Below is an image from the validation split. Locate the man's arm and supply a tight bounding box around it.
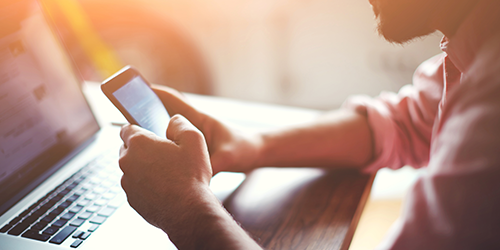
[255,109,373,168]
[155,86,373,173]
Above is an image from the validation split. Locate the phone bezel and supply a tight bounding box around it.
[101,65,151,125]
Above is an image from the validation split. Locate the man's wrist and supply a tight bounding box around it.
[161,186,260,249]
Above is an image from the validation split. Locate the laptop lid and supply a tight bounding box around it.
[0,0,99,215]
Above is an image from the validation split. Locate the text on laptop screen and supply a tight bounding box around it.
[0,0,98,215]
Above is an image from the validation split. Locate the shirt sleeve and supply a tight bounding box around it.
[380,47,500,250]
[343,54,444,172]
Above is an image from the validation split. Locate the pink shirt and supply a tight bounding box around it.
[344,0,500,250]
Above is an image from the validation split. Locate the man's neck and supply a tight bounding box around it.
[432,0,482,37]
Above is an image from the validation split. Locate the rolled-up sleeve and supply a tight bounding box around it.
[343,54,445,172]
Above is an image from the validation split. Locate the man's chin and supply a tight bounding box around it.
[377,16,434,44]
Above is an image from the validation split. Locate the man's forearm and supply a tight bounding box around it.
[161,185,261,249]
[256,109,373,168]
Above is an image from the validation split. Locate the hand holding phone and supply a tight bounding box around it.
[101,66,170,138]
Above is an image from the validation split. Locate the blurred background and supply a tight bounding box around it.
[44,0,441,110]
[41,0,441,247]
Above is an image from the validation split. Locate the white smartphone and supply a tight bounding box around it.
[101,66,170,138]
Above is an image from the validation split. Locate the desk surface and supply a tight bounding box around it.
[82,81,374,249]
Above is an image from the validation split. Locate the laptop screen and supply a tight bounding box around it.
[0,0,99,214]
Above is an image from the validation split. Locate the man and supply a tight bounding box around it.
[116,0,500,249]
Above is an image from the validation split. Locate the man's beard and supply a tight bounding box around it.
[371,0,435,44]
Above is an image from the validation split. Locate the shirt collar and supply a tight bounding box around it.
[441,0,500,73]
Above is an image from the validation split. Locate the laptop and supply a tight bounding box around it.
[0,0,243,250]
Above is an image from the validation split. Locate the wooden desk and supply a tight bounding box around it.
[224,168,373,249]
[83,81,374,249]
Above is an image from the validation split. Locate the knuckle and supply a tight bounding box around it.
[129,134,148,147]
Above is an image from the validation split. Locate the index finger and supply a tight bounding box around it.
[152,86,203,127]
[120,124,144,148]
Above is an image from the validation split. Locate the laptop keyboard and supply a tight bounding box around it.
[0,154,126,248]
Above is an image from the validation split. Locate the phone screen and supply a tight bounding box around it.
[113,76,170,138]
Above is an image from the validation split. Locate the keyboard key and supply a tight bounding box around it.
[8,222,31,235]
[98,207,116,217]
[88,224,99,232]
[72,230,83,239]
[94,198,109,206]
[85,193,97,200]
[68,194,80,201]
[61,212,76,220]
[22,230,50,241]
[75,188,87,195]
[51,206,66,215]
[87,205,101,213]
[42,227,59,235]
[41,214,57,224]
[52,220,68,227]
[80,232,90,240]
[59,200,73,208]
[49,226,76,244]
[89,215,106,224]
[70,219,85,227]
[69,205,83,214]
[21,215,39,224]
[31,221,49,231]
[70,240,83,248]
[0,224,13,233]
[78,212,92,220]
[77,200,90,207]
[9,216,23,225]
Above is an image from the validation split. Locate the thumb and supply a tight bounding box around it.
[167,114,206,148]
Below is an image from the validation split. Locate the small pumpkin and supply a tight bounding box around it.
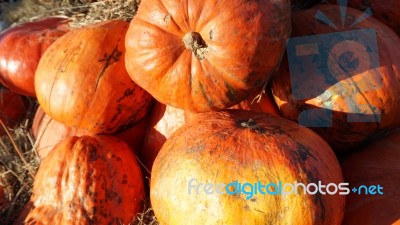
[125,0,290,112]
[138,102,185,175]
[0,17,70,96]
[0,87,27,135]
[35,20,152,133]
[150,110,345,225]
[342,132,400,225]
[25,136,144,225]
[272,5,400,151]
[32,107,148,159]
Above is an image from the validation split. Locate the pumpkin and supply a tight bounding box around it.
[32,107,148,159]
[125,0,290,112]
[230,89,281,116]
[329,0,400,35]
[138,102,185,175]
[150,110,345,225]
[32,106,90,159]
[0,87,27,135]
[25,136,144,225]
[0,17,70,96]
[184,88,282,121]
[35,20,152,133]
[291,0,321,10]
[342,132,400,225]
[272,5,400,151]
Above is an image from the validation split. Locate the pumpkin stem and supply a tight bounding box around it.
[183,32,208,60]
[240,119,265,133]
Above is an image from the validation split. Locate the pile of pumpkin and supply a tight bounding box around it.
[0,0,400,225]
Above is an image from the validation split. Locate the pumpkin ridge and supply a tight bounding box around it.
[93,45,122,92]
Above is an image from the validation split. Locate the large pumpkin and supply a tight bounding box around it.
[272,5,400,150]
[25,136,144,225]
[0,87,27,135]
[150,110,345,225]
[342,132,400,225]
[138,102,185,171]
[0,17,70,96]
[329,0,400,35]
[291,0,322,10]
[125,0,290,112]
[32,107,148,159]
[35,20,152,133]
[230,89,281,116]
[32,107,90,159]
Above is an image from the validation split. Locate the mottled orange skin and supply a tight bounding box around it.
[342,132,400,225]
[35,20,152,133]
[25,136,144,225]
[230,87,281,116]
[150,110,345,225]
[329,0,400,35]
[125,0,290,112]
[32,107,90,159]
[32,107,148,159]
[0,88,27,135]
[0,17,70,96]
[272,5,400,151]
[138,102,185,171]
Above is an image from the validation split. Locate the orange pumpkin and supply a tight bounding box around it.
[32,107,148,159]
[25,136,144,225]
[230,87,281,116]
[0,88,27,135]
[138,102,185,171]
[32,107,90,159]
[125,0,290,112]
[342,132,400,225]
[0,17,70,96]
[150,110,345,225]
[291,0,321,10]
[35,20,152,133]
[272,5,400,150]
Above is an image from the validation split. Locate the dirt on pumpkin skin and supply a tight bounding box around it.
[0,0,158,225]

****************************************

• **PROBLEM TO SOLVE**: Convert the items above into a Markdown table with the columns Number and Line, putting each line in its own row, numbering the rows in order, and skipping blank lines. Leave the pictures out.

• **FINAL ANSWER**:
| Number | Line |
|---|---|
| 1 | Below is an image from the validation split. Locate the man's arm and supply a tight bounding box around it. |
| 2 | [255,109,373,168] |
| 3 | [155,86,373,173] |
| 4 | Above is an image from the validation split. Locate the phone bezel and supply a tight bounding box around it. |
| 5 | [101,65,151,125] |
| 6 | Above is an image from the validation split. Locate the man's wrist and supply a tight bounding box around it. |
| 7 | [161,186,260,249] |
| 8 | Above is an image from the validation split. Locate the laptop lid and supply a tight bounding box around it. |
| 9 | [0,0,99,215] |
| 10 | Above is an image from the validation split. Locate the text on laptop screen and supply a tight bounding box around it. |
| 11 | [0,0,98,215] |
| 12 | Above is an image from the validation split. Locate the shirt sleeve and supply a tight bounding box around it. |
| 13 | [380,47,500,250] |
| 14 | [343,54,444,172] |
| 15 | Above is an image from the validation split. Locate the pink shirt and supply a tight bounding box around it. |
| 16 | [344,0,500,250] |
| 17 | Above is an image from the validation split. Locate the man's neck and supply a tight bounding box around it. |
| 18 | [432,0,482,37] |
| 19 | Above is an image from the validation split. Locate the rolled-up sleeve and supply a tight bounding box around it. |
| 20 | [343,54,445,172] |
| 21 | Above is an image from the validation split. Locate the man's chin and supply a tight bounding box around it. |
| 22 | [377,16,434,44] |
| 23 | Above is an image from the validation split. Locate the man's forearm and supply a tight bounding box around it. |
| 24 | [161,185,261,249] |
| 25 | [256,109,373,168] |
| 26 | Above is an image from the validation split. Locate the hand holding phone and supply a tight bounding box around it. |
| 27 | [101,66,170,138] |
| 28 | Above is an image from the validation split. Locate the blurred background and supply a tight bounding box around it. |
| 29 | [44,0,441,110] |
| 30 | [41,0,441,247] |
| 31 | Above is an image from the validation split. Locate the white smartphone and supply a tight bounding box around it. |
| 32 | [101,66,170,138] |
| 33 | Above is an image from the validation split. Locate the desk surface and supply a tight bounding box around it. |
| 34 | [82,81,374,249] |
| 35 | Above is an image from the validation split. Locate the laptop screen and supply a tight bounding box around it. |
| 36 | [0,0,99,214] |
| 37 | Above is an image from the validation split. Locate the man and supply a tight bounding box around it. |
| 38 | [116,0,500,249] |
| 39 | Above is an image from the validation split. Locate the man's beard and supply a tight bounding box around it. |
| 40 | [371,0,435,44] |
| 41 | Above is an image from the validation split. Locate the shirt collar and supply a tight bounding box around it. |
| 42 | [441,0,500,73] |
| 43 | Above is an image from the validation split. Locate the laptop and supply a tight bounding box around it. |
| 44 | [0,0,243,250] |
| 45 | Above is an image from the validation split. Locate the wooden desk and supply a tight bounding box around it. |
| 46 | [224,168,373,249] |
| 47 | [83,81,374,249] |
| 48 | Above is an image from the validation split. Locate the knuckle and supply a tight bounding box around it. |
| 49 | [129,134,148,147] |
| 50 | Above is an image from the validation split. Locate the index finger and supply a tight bounding box around it. |
| 51 | [152,86,203,127] |
| 52 | [120,124,144,148] |
| 53 | Above is an image from the validation split. Locate the laptop keyboard and supply a tight bounding box around it. |
| 54 | [0,154,126,248] |
| 55 | Above is an image from the validation split. Locate the phone screen and supply a tight bounding box around it. |
| 56 | [113,76,170,138] |
| 57 | Above is an image from the validation split. Locate the keyboard key and supply a tight bounding box around it. |
| 58 | [8,222,31,235] |
| 59 | [98,207,116,217] |
| 60 | [88,224,99,232] |
| 61 | [72,230,83,239] |
| 62 | [94,198,109,206] |
| 63 | [85,193,97,200] |
| 64 | [68,194,80,201] |
| 65 | [61,212,76,220] |
| 66 | [22,230,50,241] |
| 67 | [75,188,87,195] |
| 68 | [51,206,66,215] |
| 69 | [87,205,101,213] |
| 70 | [42,227,59,235] |
| 71 | [41,214,57,224] |
| 72 | [52,220,68,227] |
| 73 | [80,232,90,240] |
| 74 | [59,200,73,208] |
| 75 | [49,226,76,244] |
| 76 | [89,215,106,224] |
| 77 | [70,219,85,227] |
| 78 | [69,205,83,214] |
| 79 | [21,215,39,224] |
| 80 | [31,221,49,231] |
| 81 | [70,240,83,248] |
| 82 | [0,224,13,233] |
| 83 | [78,212,92,220] |
| 84 | [77,200,90,207] |
| 85 | [9,216,23,225] |
| 86 | Above is an image from the validation split. Locate the thumb and supply a tight bounding box around it. |
| 87 | [167,114,206,148] |
| 88 | Below is an image from the validation split. Locate the small pumpkin and supply a tight bounding box around it. |
| 89 | [125,0,290,112] |
| 90 | [138,102,185,175] |
| 91 | [0,17,70,96] |
| 92 | [0,87,27,135] |
| 93 | [35,20,152,133] |
| 94 | [150,110,345,225] |
| 95 | [342,132,400,225] |
| 96 | [25,136,144,225] |
| 97 | [272,5,400,151] |
| 98 | [32,107,148,159] |
| 99 | Above is an image from the validation split. Locate the pumpkin and supply a tight bounding box around it. |
| 100 | [32,107,148,159] |
| 101 | [125,0,290,112] |
| 102 | [230,89,281,116] |
| 103 | [329,0,400,35] |
| 104 | [138,102,185,175] |
| 105 | [150,110,345,225] |
| 106 | [32,106,90,159] |
| 107 | [0,87,27,135] |
| 108 | [25,136,144,225] |
| 109 | [0,17,70,96] |
| 110 | [184,88,282,121] |
| 111 | [35,20,152,133] |
| 112 | [291,0,321,10] |
| 113 | [342,132,400,225] |
| 114 | [272,5,400,151] |
| 115 | Above is an image from the validation split. Locate the pumpkin stem and supply a tight bounding box around it. |
| 116 | [183,32,208,60] |
| 117 | [240,119,265,133] |
| 118 | Above is an image from the validation split. Locate the pile of pumpkin and supply a tight bounding box around it. |
| 119 | [0,0,400,225] |
| 120 | Above is an image from the validation split. Locate the pumpkin ridge and supply a tight bounding box around it. |
| 121 | [93,45,122,92] |
| 122 | Above is an image from the validation split. Locate the large pumpkin and supply a tight bounding box around it. |
| 123 | [272,5,400,150] |
| 124 | [25,136,144,225] |
| 125 | [0,87,27,135] |
| 126 | [150,110,345,225] |
| 127 | [342,132,400,225] |
| 128 | [138,102,185,171] |
| 129 | [0,17,70,96] |
| 130 | [329,0,400,35] |
| 131 | [291,0,322,10] |
| 132 | [125,0,290,112] |
| 133 | [32,107,148,159] |
| 134 | [35,20,152,133] |
| 135 | [230,89,281,116] |
| 136 | [32,107,90,159] |
| 137 | Above is an image from the validation split. Locate the mottled orange skin and supply a tight bounding box around it. |
| 138 | [342,132,400,225] |
| 139 | [35,20,152,133] |
| 140 | [25,136,144,225] |
| 141 | [230,87,281,116] |
| 142 | [150,110,345,225] |
| 143 | [329,0,400,35] |
| 144 | [125,0,290,112] |
| 145 | [32,107,90,159] |
| 146 | [32,107,148,159] |
| 147 | [0,88,27,135] |
| 148 | [0,17,70,96] |
| 149 | [272,5,400,151] |
| 150 | [138,102,185,171] |
| 151 | Above is an image from the validation split. Locate the orange pumpkin and supply a tight bounding box around it. |
| 152 | [32,107,148,159] |
| 153 | [25,136,144,225] |
| 154 | [230,87,281,116] |
| 155 | [0,88,27,135] |
| 156 | [138,102,185,171] |
| 157 | [32,107,90,159] |
| 158 | [125,0,290,112] |
| 159 | [342,132,400,225] |
| 160 | [0,17,70,96] |
| 161 | [150,110,345,225] |
| 162 | [291,0,321,10] |
| 163 | [35,20,152,133] |
| 164 | [272,5,400,150] |
| 165 | Above is an image from the validation split. Locate the dirt on pumpkin skin and supply a tight bounding box around it. |
| 166 | [0,0,158,225] |